======== Texte fourni ========

Les ont rejoint à Dungannon un certain nombre d’ Irlandais du Sud, et de Français, jeunes professionnels et quelques plus anciens, qui ont pris quatre jours ou une semaine. Au total une centaine de volontaires laïcs et dix prêtres seront venus pour cette mission qui s’est étendue sur trois semaines.

        Pourquoi ?
        Au départ, c’est un jeune ménage Irlandais habitant à Dungannon, membre de la Communauté Emmanuel, qui avaient invité un groupe de jeunes en vacances en Irlande l’été dernier à passer par chez eux. Après la messe, il y a avait eu une présentation aux paroissiens et quelques témoignages. De cette rencontre spontanée et remplie d’une espérance nouvelle est né le projet d’une « mission » avec l’Ecole, qui fut longuement préparée.
       Ce ne sont pas que les pratiquants manquent à Dungannon : on est Catholique de père en fils, et il faut le montrer , face à l’autre communauté. Bonne volonté et pratique ne sont pas toujours suffisants pour une rencontre personnelle avec le Dieu vivant. D’ailleurs, les enfants, quand ils s’en vont étudier dans les grandes villes étudiants, ont du mal à persévérer. Face à une pratique un peu austère, les jeunes missionnaires avec leurs prêtres apportent la dimension de l’amour de Dieu, de la relation personnelle au Dieu vivant : « Autrefois, pendant la mission, on nous parlait de l’enfer ; vous, vous nous parlez de l’amour de Dieu », remarque un ancien.
       C’est le même aspect que me soulignent le mari et la femme (la soixantaine) qui me reçoivent : Angela a été il y a trente ans très engagée dans le mouvement pacifique pour les droits ; elle a subi menaces et attentats. Avec Thomas son mari, ils ont élevé quatre enfants dont trois sont mariés et parents. Le quatrième est très handicapé physiquement et moralement, ils le soignent avec beaucoup d’amour. « C’est au cours d’un week end des Cursillos que nous avons découvert que Dieu est amour. Cela a complètement transformé notre religion et notre vie ».

        Une attente
          
Pour Angela et Thomas, cette mission est bien accueillie parmi les habitants. D’un côté, les anciens sont un peu perplexes : que va-t-il se passer ? Mais pour les plus jeunes, il y a un désir que quelque chose arrive. Un chiffre qui témoigne : lorsqu’on a demandé qui accepterait de loger les missionnaires, 1.500 offres ont été faites.

======== Données disponibles ========

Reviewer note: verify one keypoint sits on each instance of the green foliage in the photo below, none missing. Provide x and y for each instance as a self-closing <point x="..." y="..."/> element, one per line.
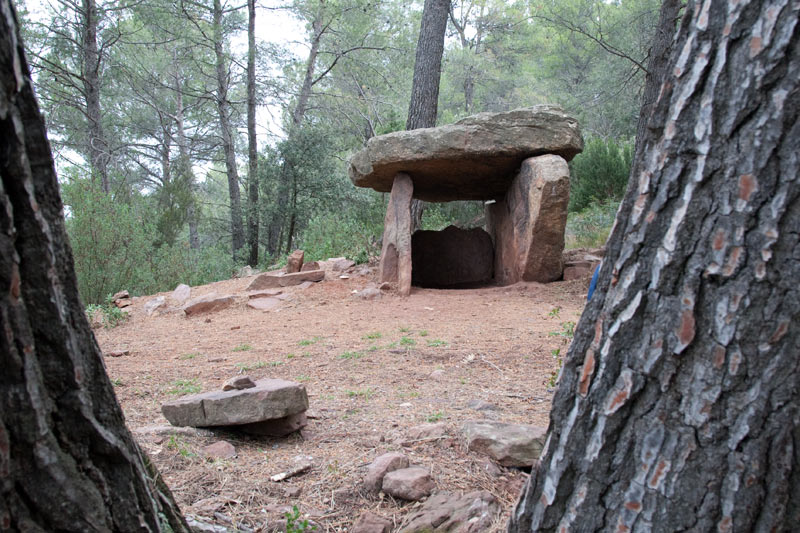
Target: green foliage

========

| Consigne 1 |
D'après le texte sur la mission à Dungannon, répondez à ces questions :
(a) Combien de prêtres sont venus pour la mission ?
(b) Au cours de quel événement Angela et Thomas ont-ils découvert que Dieu est amour ?
(c) Combien d'offres ont été faites pour loger les missionnaires ?
| Consigne 2 |
Quelles durées de séjour ou de mission le texte sur la mission à Dungannon mentionne-t-il ?
| Consigne 3 |
Reprenez le texte sur la mission à Dungannon après sa dernière phrase.

| Résultat final 1 |
(a) Dix prêtres.
(b) Au cours d'un week-end des Cursillos.
(c) 1.500 offres.

| Résultat final 2 |
- quatre jours
- une semaine
- trois semaines

| Résultat final 3 |
        Comment ?
        Les deux premières semaines ont été consacrées principalement aux écoles, les écoles catholiques surtout, et une école mixte protestants- catholiques ouverte récemment. Voici le témoignage d’ une écolière qui a écrit le soir d’une rencontre de mission dans son école : « je suis allée à la réunion pour éviter d’aller en classe, mais grâce à vous j’ai découvert que Dieu était là pour moi ; et qu’il m’avait faite de la façon que je suis parce que c’était beau… J’étais en train d’abandonner la foi, mais la voici qui est revenue plus forte que jamais. Ce soir je suis allée chercher la Bible pour enfants que m’avait donnée mon frère il y a trois ans ; elle était couverte de poussière quand je l’ai ouverte. Je me suis mise à la lire, et j’y trouve tant de choses pour m’aider dans ma vie… J’ ai décidé de lire l’évangile, et d’apprendre à le comprendre.»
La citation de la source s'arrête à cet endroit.